:: LESETEXT ::
Kaiser Julian und seine Zeit

Organisatoren
Nicola Zito, Goethe-Universität Frankfurt; Helmut Seng, Goethe-Universität Frankfurt; Giusto Traina, Sorbonne Université, Paris
Ort
Frankfurt am Main
Land
Deutschland
Fand statt
In Präsenz
Vom - Bis
19.07.2023 - 21.07.2023
Von
Helmut Seng, Institut für Klassische Philologie, Johann-Wolfgang-Goethe-Universität

Neben Konstantin (306-337), der nach den letzten Verfolgungen durch seine Vorgänger dem Christentum den Weg zur vorherrschenden Religion im Römischen Reich bahnte, ist vermutlich Julian (360-363) der bekannteste Kaiser der Spätantike, sein Neffe, der das Christentum letztmals zurückzudrängen versuchte. Die Abwendung von der Religion, in der er aufgewachsen war und zu der er sich zunächst öffentlich bekannte, und die Hinwendung zu den paganen Kulten (im Rahmen seiner neuplatonischen Philosophie) brachten ihm den Schimpfnamen Apostata (der Abtrünnige) ein, unter dem er bis heute weithin bekannt ist. Die Frankfurter Tagung zielte darauf ab, neben historischen und biographischen auch philosophische und literarische Aspekte näher zu betrachten.

RICCARDO CHIARADONNA (Rom) stellte heraus, dass die Aristoteles-Kenntnisse Julians über das hinausgehen, was von einem philosophisch Gebildeten seiner Zeit zu erwarten ist. Dabei umfasst die Auseinandersetzung des Kaisers mit Themistios nicht nur im engeren Sinne philosophische Aspekte (wie etwa die Bedeutung der chaldaeisch-theurgischen Tradition), sondern auch politische Gesichtspunkte.

:: VORLIEGENDE ANGABEN ::

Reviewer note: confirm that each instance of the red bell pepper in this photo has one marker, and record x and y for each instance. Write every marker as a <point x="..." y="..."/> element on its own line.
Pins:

:: ARBEITSAUFTRÄGE ::
(1) Unter welchem Schimpfnamen ist Julian laut dem Tagungsbericht über Kaiser Julian bis heute weithin bekannt?
(2) Führen Sie den Tagungsbericht über Kaiser Julian im Anschluss an seinen letzten Satz weiter.
Die Zeilen werden hier nicht gebraucht.

:: LÖSUNGEN ::
(1) Unter dem Schimpfnamen Apostata, also „der Abtrünnige“.

(2)
ADRIEN LECERF (Paris) analysierte die Auseinandersetzung Julians mit dem Kynismus seiner Zeit in verschiedenen Schriften. Dabei legte er dar, wie der Kaiser als Gegenbild zu diesem einen angeblich ursprünglichen Kynismus eher imaginiert als rekonstruiert, der seinem eigenen Ideal philosophischer Frömmigkeit entspricht.

ILINCA TANASEANU-DÖBLER (Göttingen) konstatierte, dass Julian – angesichts der häufigen Mysterienmetaphorik in philosophischer Rede – unerwartet wenig Bezug auf die Mysterien nimmt; in der Schrift gegen den Kyniker Herakleios freilich stellt er sich konsequent als Eingeweihten dar. In dieser Eigenschaft gibt er eine allegorische Deutung des Dionysos-Mythos, die insbesondere theologische und hermeneutische Gedanken des Iamblichos aufnimmt.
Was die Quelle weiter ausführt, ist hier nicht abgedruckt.